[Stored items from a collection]

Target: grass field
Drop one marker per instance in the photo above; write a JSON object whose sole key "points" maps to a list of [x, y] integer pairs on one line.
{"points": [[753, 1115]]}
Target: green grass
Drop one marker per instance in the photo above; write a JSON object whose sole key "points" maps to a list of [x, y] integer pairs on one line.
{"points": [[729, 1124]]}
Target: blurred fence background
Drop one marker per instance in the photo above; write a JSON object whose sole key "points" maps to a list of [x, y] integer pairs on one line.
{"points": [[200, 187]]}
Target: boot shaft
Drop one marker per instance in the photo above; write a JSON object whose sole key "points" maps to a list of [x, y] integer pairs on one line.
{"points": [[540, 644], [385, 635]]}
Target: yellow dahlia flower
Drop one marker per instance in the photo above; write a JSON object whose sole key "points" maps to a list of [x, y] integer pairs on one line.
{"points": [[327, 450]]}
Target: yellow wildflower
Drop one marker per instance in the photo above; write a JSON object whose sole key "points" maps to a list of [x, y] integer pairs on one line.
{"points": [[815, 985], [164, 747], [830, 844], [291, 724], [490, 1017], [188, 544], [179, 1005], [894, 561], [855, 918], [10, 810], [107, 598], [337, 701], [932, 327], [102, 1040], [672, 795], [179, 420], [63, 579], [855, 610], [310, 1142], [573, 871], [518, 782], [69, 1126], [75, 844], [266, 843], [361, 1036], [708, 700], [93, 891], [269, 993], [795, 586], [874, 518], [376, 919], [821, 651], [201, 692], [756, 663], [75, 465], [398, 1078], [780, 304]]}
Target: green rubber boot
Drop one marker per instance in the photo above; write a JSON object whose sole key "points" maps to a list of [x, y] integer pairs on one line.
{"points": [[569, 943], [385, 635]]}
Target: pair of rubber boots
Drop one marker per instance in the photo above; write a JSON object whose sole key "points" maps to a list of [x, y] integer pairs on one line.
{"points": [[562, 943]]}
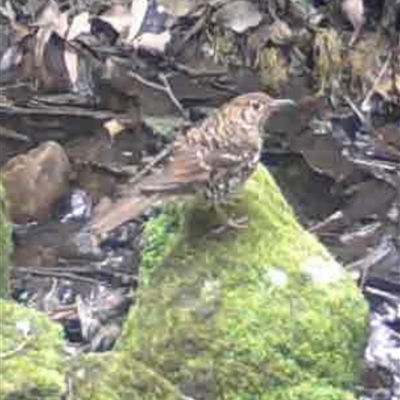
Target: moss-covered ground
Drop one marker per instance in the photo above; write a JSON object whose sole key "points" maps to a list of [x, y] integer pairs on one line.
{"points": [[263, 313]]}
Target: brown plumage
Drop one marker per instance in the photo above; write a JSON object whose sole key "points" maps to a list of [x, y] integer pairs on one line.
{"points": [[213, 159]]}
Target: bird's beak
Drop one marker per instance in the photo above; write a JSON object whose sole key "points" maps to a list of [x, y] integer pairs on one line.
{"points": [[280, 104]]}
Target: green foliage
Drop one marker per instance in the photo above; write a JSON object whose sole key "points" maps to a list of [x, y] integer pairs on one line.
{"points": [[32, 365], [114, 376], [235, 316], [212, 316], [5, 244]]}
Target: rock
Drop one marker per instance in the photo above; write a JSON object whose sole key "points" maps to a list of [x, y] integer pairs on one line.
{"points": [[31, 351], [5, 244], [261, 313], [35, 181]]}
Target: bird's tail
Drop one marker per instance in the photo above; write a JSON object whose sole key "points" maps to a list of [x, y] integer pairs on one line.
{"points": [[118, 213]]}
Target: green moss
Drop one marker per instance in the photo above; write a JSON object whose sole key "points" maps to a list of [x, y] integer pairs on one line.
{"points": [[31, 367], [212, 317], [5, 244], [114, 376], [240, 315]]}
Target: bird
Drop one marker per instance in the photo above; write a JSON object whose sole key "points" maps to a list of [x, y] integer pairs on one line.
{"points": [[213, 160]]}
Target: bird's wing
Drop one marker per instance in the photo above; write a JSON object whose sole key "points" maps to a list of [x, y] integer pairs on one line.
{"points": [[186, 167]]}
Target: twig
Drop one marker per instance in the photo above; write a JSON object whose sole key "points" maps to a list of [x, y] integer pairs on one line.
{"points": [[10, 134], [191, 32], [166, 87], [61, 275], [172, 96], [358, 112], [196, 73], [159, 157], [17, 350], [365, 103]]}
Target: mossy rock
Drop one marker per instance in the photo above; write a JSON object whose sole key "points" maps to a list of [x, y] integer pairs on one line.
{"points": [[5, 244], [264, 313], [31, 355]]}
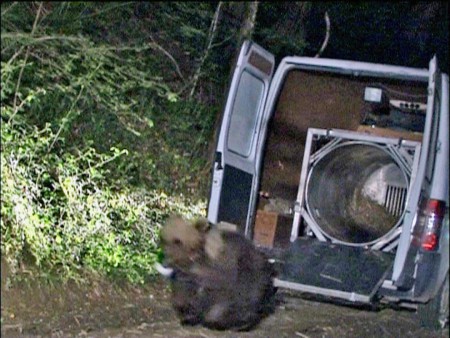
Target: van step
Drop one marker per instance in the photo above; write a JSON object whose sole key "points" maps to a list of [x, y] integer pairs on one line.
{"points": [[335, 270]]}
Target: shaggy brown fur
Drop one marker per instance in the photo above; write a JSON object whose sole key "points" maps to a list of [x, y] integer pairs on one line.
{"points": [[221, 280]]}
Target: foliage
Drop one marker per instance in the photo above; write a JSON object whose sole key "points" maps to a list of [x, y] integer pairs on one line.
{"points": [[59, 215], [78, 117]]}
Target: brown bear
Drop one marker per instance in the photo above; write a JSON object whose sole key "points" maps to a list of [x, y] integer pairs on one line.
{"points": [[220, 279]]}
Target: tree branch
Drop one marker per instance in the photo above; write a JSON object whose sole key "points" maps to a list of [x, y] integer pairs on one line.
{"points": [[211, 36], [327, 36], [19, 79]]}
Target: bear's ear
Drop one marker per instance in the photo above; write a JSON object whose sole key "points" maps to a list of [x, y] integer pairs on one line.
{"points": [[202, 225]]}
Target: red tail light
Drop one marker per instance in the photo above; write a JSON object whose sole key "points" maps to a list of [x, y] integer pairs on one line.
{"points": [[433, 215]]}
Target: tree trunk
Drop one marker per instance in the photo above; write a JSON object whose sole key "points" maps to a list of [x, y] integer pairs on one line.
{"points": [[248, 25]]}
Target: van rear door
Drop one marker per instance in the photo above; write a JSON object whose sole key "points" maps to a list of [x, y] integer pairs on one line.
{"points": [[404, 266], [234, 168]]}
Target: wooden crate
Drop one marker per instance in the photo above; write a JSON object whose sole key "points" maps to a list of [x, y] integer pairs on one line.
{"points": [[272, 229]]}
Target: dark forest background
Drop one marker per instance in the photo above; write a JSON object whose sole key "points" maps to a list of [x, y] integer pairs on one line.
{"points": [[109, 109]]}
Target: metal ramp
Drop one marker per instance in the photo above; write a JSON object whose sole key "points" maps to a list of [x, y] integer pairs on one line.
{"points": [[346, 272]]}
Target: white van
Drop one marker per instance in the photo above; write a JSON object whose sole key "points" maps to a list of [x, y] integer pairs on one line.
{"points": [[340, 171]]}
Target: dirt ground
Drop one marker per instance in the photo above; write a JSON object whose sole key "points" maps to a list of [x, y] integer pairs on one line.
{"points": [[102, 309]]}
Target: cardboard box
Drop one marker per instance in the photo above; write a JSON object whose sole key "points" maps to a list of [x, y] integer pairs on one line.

§ What is being asked: Give the entries again word for word, but skip the pictures.

§ Response for this exercise:
Target: grass field
Drop one marker per instance in the photo above; write a JSON object whose sole key "points" maps to a list of [x, y] integer pairs on one line.
{"points": [[753, 1115]]}
Target: green grass
Drop one marker per instance in the photo above; write a JSON object whose sole key "points" maps to a list of [x, y] integer pairs on one line.
{"points": [[729, 1124]]}
Target: blurred fence background
Drop one marker per instance in the photo above; write a JSON object whose sole key "points" maps to a list of [x, y] integer pairs on one line.
{"points": [[200, 187]]}
Target: boot shaft
Drop one marker per instance in the photo above; write a JSON object whose sole key "points" maps to a list of [x, y] integer pairs on one line.
{"points": [[540, 644], [385, 635]]}
Target: yellow dahlia flower
Drop one marker per instance in the photo above; write a JSON object whose sole key "points" maps to a list of [x, y] integer pairs on one line.
{"points": [[327, 450]]}
Target: yellow wildflower
Drop one marker per instance in the photo above; write a JSON object whose sole key "points" maps to a list of [x, y] integer pairs on one line.
{"points": [[815, 985], [164, 747], [830, 844], [291, 724], [490, 1017], [188, 544], [179, 1005], [894, 561], [855, 918], [10, 810], [107, 598], [337, 701], [932, 327], [102, 1040], [672, 795], [179, 420], [63, 579], [855, 610], [310, 1142], [573, 871], [518, 782], [69, 1126], [75, 844], [266, 843], [361, 1036], [708, 700], [93, 891], [269, 993], [795, 586], [874, 518], [376, 919], [821, 651], [201, 692], [756, 663], [75, 465], [398, 1078], [780, 304]]}
Target: green rubber boot
Drop one marker per instance in the photo above; write a JSON object whose sole key "points" maps to a list of [x, y] integer pairs on one line.
{"points": [[569, 943], [385, 635]]}
Target: pair of rubber boots
Drop one marker per instance in the photo above; write a JSON object whose sole key "points" maps to a list of [x, y] integer pairs on one line.
{"points": [[562, 943]]}
Target: moss-covered ground
Drop one marker per instance in the photo above; write a JSON object whose sole key "points" maps to a list of [x, y] integer pairs on one line.
{"points": [[263, 313]]}
Target: brown plumage
Drop one marker per instance in the photo above; write a JSON object whose sole key "points" maps to a list of [x, y] integer pairs on one line.
{"points": [[213, 159]]}
Target: bird's beak
Drop one marker per instance in the photo above; write a JSON object whose sole key "points" maps to a list of [x, y] integer pairs on one line.
{"points": [[280, 104]]}
Target: green foliage
Drop one marker per instance in the photo above; write a JSON object whose sole key "points" maps to a list of [x, y] integer pairs on one line.
{"points": [[32, 365], [114, 376], [235, 316], [212, 316], [5, 244]]}
Target: rock
Drop one marker per instance in the photo above; write a JSON object whose sole key "points" maps to a list of [x, y] integer pairs on one line.
{"points": [[31, 351], [5, 244], [261, 313], [35, 181]]}
Target: bird's tail
Drop one marker per instance in the photo above; write a JSON object whose sole key "points" maps to a list of [x, y] integer pairs on one line.
{"points": [[118, 213]]}
Target: green moss
Drop one marker per instance in the photo above; write a JSON object whose sole key "points" maps to a list of [x, y] integer pairs on one line.
{"points": [[31, 367], [212, 317], [5, 244], [114, 376], [240, 315]]}
Target: bird
Drop one marker per instance in the photo above; write a JSON object whose sole key "points" maps to a list of [x, y] integer pairs on one line.
{"points": [[213, 160]]}
Target: bird's wing
Drop one marker per instance in the photo above; write a JSON object whose sole key "points" maps to a list of [x, y] integer pairs on one line.
{"points": [[186, 167]]}
Target: twig
Drop one marker per instance in the photo above; write a JSON object whose sole key "points" maps to a list of [x, y] integer pairs on one line.
{"points": [[10, 134], [191, 32], [166, 87], [61, 275], [172, 96], [358, 112], [196, 73], [159, 157], [17, 350], [365, 103]]}
Target: mossy rock
Drop one marker per instance in the photo above; write a JSON object whose sole key "points" maps to a list of [x, y] integer pairs on one line.
{"points": [[5, 244], [264, 313], [31, 355]]}
Target: van step
Drop one marker per instance in the photo above; write a JSON object whose sole key "points" maps to a list of [x, y] integer pairs on one line.
{"points": [[335, 270]]}
Target: shaggy brown fur
Drop one marker per instance in the photo above; write a JSON object whose sole key "points" maps to a list of [x, y] integer pairs on one line.
{"points": [[221, 280]]}
Target: foliage
Drop one marker per instance in the photo above; write a JSON object whose sole key "points" maps to a list of [x, y] integer pairs on one line.
{"points": [[59, 215], [78, 117]]}
Target: brown bear
Drop one marker per instance in the photo above; write a JSON object whose sole key "points" maps to a list of [x, y] integer pairs on one line.
{"points": [[220, 279]]}
Target: tree branch
Drop one marker per instance in the photo above; write a JSON object whose sole key "points" maps to a list of [x, y] integer pairs on one line.
{"points": [[211, 36], [327, 36], [19, 79]]}
Target: bear's ear
Drop one marker per instance in the photo above; write a JSON object whose sole key "points" maps to a list of [x, y] integer pairs on one line.
{"points": [[202, 225]]}
Target: red tail light
Drop one marker per instance in the photo above; write a JSON object whose sole key "points" maps to a list of [x, y] integer pairs on one line.
{"points": [[433, 215]]}
Target: tree trunk
Drop one marker per instance in the photo above; write a JSON object whose sole key "points" maps to a list of [x, y] integer pairs on one line.
{"points": [[248, 25]]}
Target: van rear door
Drop one marker per instance in the photo above; write a JSON object whose sole key "points" maps to a list of [x, y] integer pairs on one line.
{"points": [[404, 266], [234, 168]]}
Target: wooden crate
Drop one marker per instance in the photo above; write a JSON object whose sole key "points" maps to a list of [x, y] integer pairs on one line.
{"points": [[272, 229]]}
Target: dark forest background
Drop one marker per instance in the photo above; write a JSON object whose sole key "points" maps to a list of [x, y] integer pairs on one line.
{"points": [[109, 109]]}
Target: metal ramp
Drop one marker per instance in the photo above; write a JSON object whose sole key "points" maps to a list of [x, y] integer pairs on one line.
{"points": [[346, 272]]}
Target: white van
Drop one marker per instance in the photo above; write a JSON object whose sole key "points" maps to a list of [x, y] integer pairs on one line.
{"points": [[340, 171]]}
Target: dirt ground
Drop one marker per instance in the photo above; write a JSON object whose sole key "points" maps to a list of [x, y] integer pairs on one line.
{"points": [[102, 309]]}
Target: cardboard box
Drop one marker per instance in the photo above; write a JSON object whose sole key "points" maps to a list of [x, y] integer pairs on one line.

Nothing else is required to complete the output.